**WHAT TO DO**
Render all the records below as a two-column CSV with the headers "instruction" and "output". Give one row per instruction, with its text and its answer each in a single quoted field, line breaks replaced by spaces, and the pictures left out.

**DATA ENTRIES**
===
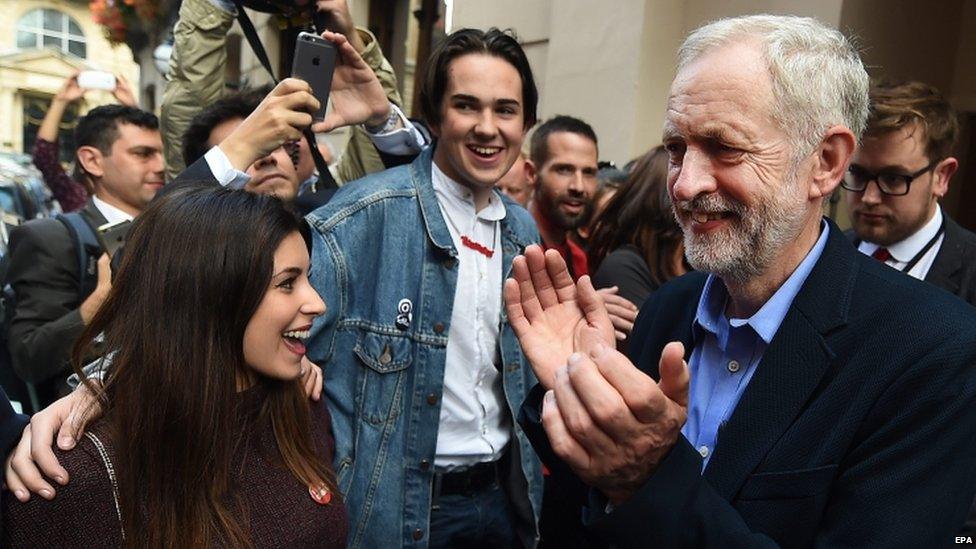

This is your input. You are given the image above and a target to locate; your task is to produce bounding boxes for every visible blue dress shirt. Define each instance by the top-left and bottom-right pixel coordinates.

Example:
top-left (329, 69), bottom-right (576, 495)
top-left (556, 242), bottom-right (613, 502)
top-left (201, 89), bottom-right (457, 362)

top-left (681, 222), bottom-right (830, 470)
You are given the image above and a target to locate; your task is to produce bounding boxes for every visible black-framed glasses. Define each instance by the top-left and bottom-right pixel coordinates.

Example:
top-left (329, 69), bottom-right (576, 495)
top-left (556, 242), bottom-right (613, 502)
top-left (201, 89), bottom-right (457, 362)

top-left (840, 160), bottom-right (939, 196)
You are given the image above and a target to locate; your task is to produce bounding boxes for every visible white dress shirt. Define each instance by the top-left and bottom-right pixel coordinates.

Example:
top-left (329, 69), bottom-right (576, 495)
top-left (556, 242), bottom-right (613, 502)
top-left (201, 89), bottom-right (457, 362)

top-left (431, 164), bottom-right (512, 470)
top-left (857, 206), bottom-right (945, 280)
top-left (92, 195), bottom-right (134, 228)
===
**SOLUTION BELOW**
instruction,output
"This is your input. You are given the image above and a target to locate; your task is to produce bounding boxes for every visible blue dress shirt. Define each instance by the top-left and bottom-right pixel coordinates. Example: top-left (329, 69), bottom-right (576, 495) top-left (556, 242), bottom-right (613, 502) top-left (201, 89), bottom-right (457, 362)","top-left (681, 222), bottom-right (830, 470)"
"You are given the image above and a target to locate; your task is to produce bounding boxes for every visible black-framed glasses. Define each instance by the top-left and bottom-right pixel coordinates. Example: top-left (329, 69), bottom-right (576, 495) top-left (556, 242), bottom-right (613, 502) top-left (201, 89), bottom-right (457, 362)","top-left (840, 160), bottom-right (939, 196)"
"You are given the image above and a target to locate; your task is to produce bounding boxes for every visible white dress shirt. Define each instance by the top-left and bottom-right pixel coordinates. Example: top-left (329, 69), bottom-right (576, 495) top-left (556, 242), bottom-right (613, 502) top-left (201, 89), bottom-right (457, 362)","top-left (431, 164), bottom-right (512, 470) top-left (857, 206), bottom-right (945, 280) top-left (92, 195), bottom-right (134, 228)"